ACTIVITY: Could you return the full listing, every line exactly as given?

# # # # #

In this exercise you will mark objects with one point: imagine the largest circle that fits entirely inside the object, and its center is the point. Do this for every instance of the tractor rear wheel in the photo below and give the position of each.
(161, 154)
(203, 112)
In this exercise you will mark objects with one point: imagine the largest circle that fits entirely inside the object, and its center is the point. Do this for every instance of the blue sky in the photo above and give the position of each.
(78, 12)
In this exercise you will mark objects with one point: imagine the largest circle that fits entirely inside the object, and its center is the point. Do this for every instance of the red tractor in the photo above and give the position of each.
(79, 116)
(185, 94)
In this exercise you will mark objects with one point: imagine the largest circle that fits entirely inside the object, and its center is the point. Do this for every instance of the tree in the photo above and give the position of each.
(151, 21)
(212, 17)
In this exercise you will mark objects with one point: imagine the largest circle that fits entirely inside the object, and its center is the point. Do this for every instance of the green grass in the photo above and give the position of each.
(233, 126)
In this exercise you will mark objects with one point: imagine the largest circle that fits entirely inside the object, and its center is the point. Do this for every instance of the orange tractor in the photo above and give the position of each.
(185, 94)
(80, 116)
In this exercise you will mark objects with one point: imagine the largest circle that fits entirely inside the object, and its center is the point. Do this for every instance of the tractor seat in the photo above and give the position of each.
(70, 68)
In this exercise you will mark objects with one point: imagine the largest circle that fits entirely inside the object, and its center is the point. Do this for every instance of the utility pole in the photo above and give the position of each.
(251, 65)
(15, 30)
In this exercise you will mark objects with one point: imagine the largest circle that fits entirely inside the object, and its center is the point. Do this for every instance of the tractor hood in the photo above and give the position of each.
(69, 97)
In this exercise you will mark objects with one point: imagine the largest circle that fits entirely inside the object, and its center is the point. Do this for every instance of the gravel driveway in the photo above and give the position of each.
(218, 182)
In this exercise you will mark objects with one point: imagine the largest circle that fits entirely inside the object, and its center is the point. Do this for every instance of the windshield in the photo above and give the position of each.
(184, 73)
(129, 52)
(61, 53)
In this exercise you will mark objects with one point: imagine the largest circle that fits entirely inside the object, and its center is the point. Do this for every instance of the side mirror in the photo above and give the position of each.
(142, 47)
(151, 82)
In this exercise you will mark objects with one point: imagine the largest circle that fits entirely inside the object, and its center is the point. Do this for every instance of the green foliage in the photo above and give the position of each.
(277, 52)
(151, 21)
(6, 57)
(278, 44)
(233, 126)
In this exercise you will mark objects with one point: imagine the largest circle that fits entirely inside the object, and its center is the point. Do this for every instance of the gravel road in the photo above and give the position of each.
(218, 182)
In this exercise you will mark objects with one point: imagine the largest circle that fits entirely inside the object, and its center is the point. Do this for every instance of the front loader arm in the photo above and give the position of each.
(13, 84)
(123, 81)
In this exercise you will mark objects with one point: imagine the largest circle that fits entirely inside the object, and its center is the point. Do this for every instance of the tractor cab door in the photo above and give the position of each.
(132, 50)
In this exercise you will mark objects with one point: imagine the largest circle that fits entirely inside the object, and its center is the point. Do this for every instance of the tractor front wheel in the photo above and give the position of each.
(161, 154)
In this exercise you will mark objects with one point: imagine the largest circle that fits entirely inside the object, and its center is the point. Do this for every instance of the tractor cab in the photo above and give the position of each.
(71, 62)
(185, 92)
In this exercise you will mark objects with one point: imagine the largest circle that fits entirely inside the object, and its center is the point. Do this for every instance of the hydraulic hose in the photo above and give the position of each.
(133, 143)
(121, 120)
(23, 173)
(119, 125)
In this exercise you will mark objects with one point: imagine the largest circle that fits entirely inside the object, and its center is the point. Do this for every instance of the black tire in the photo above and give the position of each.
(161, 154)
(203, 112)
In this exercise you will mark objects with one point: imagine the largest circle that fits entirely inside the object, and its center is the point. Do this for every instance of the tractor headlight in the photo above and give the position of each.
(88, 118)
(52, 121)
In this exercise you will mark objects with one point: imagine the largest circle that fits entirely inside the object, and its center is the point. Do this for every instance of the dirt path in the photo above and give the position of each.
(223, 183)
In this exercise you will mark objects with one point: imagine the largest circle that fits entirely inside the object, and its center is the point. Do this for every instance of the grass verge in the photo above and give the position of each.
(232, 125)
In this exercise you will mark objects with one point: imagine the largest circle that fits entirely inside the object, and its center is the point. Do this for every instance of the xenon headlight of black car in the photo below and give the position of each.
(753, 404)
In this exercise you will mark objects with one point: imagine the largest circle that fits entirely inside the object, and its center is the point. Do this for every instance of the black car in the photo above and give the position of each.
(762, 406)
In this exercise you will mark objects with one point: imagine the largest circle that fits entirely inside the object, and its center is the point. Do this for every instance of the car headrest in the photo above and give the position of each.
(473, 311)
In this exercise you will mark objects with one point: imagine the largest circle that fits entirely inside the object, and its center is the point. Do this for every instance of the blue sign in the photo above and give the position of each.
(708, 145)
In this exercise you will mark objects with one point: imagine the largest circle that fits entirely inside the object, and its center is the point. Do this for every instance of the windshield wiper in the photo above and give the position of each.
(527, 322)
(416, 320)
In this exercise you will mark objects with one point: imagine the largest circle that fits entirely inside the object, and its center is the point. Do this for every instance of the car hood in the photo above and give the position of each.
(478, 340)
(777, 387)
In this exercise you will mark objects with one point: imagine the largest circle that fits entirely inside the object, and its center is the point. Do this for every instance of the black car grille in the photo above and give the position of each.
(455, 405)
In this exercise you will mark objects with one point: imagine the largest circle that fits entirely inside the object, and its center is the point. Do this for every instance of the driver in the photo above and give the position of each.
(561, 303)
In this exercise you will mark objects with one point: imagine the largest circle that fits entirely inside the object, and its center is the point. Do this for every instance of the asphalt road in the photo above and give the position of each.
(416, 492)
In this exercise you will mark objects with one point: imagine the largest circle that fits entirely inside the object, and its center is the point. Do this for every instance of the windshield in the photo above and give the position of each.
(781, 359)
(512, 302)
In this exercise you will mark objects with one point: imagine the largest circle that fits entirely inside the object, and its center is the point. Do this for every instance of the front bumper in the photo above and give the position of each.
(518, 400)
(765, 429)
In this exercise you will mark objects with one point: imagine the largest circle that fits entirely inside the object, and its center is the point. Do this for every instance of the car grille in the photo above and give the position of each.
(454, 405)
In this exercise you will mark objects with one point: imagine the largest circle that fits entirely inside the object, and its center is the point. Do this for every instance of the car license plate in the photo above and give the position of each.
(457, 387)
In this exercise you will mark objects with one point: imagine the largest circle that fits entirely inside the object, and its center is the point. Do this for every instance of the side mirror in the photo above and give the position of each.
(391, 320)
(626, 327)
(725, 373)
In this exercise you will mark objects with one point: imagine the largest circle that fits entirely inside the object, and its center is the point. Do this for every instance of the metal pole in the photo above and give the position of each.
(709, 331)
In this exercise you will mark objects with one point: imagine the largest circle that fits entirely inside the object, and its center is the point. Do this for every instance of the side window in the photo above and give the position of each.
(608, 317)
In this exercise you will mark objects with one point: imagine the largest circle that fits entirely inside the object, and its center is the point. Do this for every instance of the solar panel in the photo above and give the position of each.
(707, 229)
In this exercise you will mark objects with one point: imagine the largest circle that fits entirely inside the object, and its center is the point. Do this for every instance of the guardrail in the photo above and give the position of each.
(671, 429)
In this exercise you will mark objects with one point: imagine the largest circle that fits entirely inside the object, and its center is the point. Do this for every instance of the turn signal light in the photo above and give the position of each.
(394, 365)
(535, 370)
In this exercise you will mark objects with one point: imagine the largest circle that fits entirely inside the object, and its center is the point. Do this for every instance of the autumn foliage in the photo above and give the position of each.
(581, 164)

# # # # #

RESULT:
In this exercise you will mark objects with one point: imagine the largest circle that fits entirely inside the object, and its center is the point. Do this for every instance of the tractor rear wheel in the photo below and give the position of each.
(161, 154)
(203, 112)
In this exercise you will mark objects with one point: imagine the largest circle that fits entirely inside the object, and its center is the point. Do this for every instance of the blue sky in the photo above and give the position of each.
(78, 12)
In this exercise you will mark objects with one point: imagine the largest circle that fits entirely inside the object, and its center is the point. Do this for every instance of the red tractor in the photo above and give the position of each.
(79, 116)
(185, 94)
In this exercise you will mark objects with one point: imagine the largest circle that fits entirely inside the object, and its center is the point. Do this for every instance of the tree in the photo above and give the position of each.
(151, 21)
(212, 17)
In this exercise you will mark objects with one point: imagine the largest circle that fits entirely inside the object, and its center is the point. Do this for every instance of the green grass in the photo above and give the position of each.
(233, 126)
In this exercise you will mark objects with one point: imagine the largest circle that fits entirely inside the object, and its center is the point. Do this for every instance of the orange tractor in the photo above and give the position of each.
(185, 94)
(80, 116)
In this exercise you will mark objects with one point: imagine the largest circle that fits entirely inside the object, and its center is the point. Do this for every instance of the tractor seat in the photo above and give the position of each.
(70, 68)
In this exercise you will mark objects with one point: imagine the largest circle that fits entirely inside the object, and its center is the point. Do this for every instance of the utility pole in the photo above and give the position of each.
(251, 65)
(15, 30)
In this exercise you will mark objects with one point: imagine the largest circle that fits entirely inside the object, and its center is the point. Do this for every instance of the tractor hood in the photo above and give the position of each.
(69, 97)
In this exercise you will mark objects with one point: imagine the largest circle that fits entirely inside the object, and its center is the point. Do this for every instance of the gravel driveway in the photo above and give the position of each.
(218, 182)
In this exercise you will mark objects with one point: imagine the largest circle that fits entirely inside the object, and its center is the point. Do this for every instance of the windshield in the photo above and give the position of each.
(184, 73)
(129, 52)
(61, 53)
In this exercise you will mark objects with one point: imagine the largest circle that fits entirely inside the object, and its center is the point. Do this for every instance of the side mirror in the photo above and give the position of each.
(142, 47)
(151, 82)
In this exercise you will mark objects with one point: imagine the largest circle that fits entirely inside the object, and its center is the point. Do this for every instance of the green foliage in the photo above and give the position of each.
(277, 52)
(151, 21)
(6, 57)
(278, 44)
(233, 126)
In this exercise you will mark objects with one point: imagine the largest circle that fits entirely inside the object, and its center is the point. Do this for every instance of the gravel road in the photo above and give the position of each.
(218, 182)
In this exercise you will mark objects with one point: imagine the largest circle that fits entirely inside the object, and its center is the point. Do this for every instance of the front loader arm in the photo above and give the position of each.
(13, 84)
(123, 81)
In this exercise you will mark objects with one point: imagine the largest circle that fits entirely inside the object, and its center is the point. Do this for every instance of the tractor cab door in the photo above and give the position of each.
(132, 50)
In this exercise you will mark objects with one point: imagine the largest circle that fits entirely inside the object, and its center is the point. Do this for every instance of the tractor front wheel in the photo above and give the position of each.
(161, 154)
In this exercise you will mark objects with one point: imagine the largest circle that fits entirely inside the object, and its center is the point. Do this for every instance of the tractor cab in the photo above and give the position of each.
(71, 62)
(185, 92)
In this exercise you will mark objects with one point: imagine the largest circle that fits entirely inside the object, and its center is the point. Do this for every instance of the hydraulic hose in the photo above and give the position of each.
(133, 143)
(121, 120)
(23, 173)
(119, 125)
In this exercise you will mark objects with one point: imagine the largest circle that fits entirely inside the object, and its center is the point. Do this for every instance of the black tire in the photo above and give the position of each.
(161, 154)
(203, 112)
In this exercise you will mark objects with one point: imagine the largest circle that fits entirely inside the object, and its center is the point. Do this for every instance of the tractor headlight in the photo above and give the position of each.
(88, 118)
(52, 121)
In this exercise you will mark objects with one point: imagine the largest circle that fits entirely inside the object, and its center is the point. Do this for every instance of the dirt path in the photo above and give the position of each.
(223, 183)
In this exercise you will mark objects with one point: imagine the largest circle that fits entirely inside the object, and its center is the point. Do this for every instance of the grass verge in the photo above and give the position of each.
(232, 125)
In this exercise you will mark objects with one point: imagine the largest circle that fits entirely inside the object, and its center is the point. Do this for every instance of the xenon headlight of black car in the photo below and give the position of each.
(753, 404)
In this exercise you will mark objects with one point: imagine the largest circle that fits entirely inside the object, and its center is the point. Do this for every instance of the black car in the photo above and give the position of each.
(762, 406)
In this exercise you will mark objects with one point: imagine the largest circle that fits entirely inside the object, and its center is the point. Do this for every instance of the car headrest in the photo above and give the position of each.
(473, 311)
In this exercise you will mark objects with one point: imagine the largest circle that fits entirely inside the object, and its center is the point. Do this for every instance of the blue sign in the photo above and give the position of each.
(708, 145)
In this exercise you will mark objects with one point: imagine the largest circle that fits entirely inside the object, and its center is the point. Do this for every instance of the windshield wiper in the photo above and give the position of each.
(527, 322)
(416, 320)
In this exercise you will mark objects with one point: imagine the largest circle that fits entirely inside the object, and its center is the point. Do this for every instance of the car hood in the photo above and give the position of each.
(478, 340)
(777, 387)
In this exercise you will mark objects with one point: imagine the largest circle that fits entirely inside the object, and its center is the point. Do this for every instance of the black car grille in the photo above and give the position of each.
(455, 405)
In this exercise you will mark objects with one point: imagine the largest circle that fits entirely inside the object, and its center is the point. Do this for every instance of the driver in the photo above and give the position of each.
(561, 303)
In this exercise you will mark objects with one point: imagine the largest circle that fits entirely inside the object, and its center is the point. Do this for every instance of the asphalt road in the photo above and give the position of each.
(416, 492)
In this exercise you will mark objects with one point: imagine the largest circle that fits entirely inside the object, and its center is the point. Do this for every instance of the windshield in the photo above and give the position of each.
(781, 359)
(512, 302)
In this exercise you will mark objects with one point: imagine the largest circle that fits entirely inside the object, and its center is the point. Do this for every instance of the front bumper in the photo above and give the position of each.
(518, 400)
(765, 429)
In this exercise you will mark objects with one point: imagine the largest circle that fits entirely inside the object, and its center is the point. Do this for every instance of the car grille in the photo above and give the position of each.
(454, 405)
In this exercise you will mark objects with one point: imagine the largest circle that fits entirely inside the object, and its center is the point. Do this for every instance of the car license plate in the photo above and give the position of each.
(457, 387)
In this exercise you will mark objects with one point: imagine the largest circle that fits entirely inside the object, and its center is the point. Do this for every instance of the side mirror in the photo above and give the position of each.
(391, 320)
(626, 327)
(725, 373)
In this exercise you will mark objects with one point: imagine the largest circle that fits entirely inside the object, and its center is the point. Do this for every instance of the metal pole in the photo above and give the position of each.
(709, 331)
In this exercise you will mark objects with one point: imagine the largest circle that fits entirely inside the object, and its center is the point. Do this for every instance of the side window in the photo above and give the position of each.
(608, 317)
In this exercise you will mark objects with one point: imagine the largest circle that fits entirely inside the object, and its center is the point. Do this for every instance of the solar panel in the photo above and give the position of each.
(707, 229)
In this exercise you will mark objects with one point: imagine the largest circle that fits entirely inside the object, and its center is the point. Do this for every instance of the guardrail in the photo above and give the position of each.
(671, 429)
In this exercise you will mark objects with one point: imagine the largest circle that fits entirely inside the object, and its center is the point. Do this for every instance of the turn signal light in the photo above and give the position of each.
(394, 365)
(535, 370)
In this exercise you will mark objects with one point: imagine the largest circle that fits entirely inside the object, and its center is the point. Do this for every instance of the autumn foliage in the photo above and give the position of each.
(581, 164)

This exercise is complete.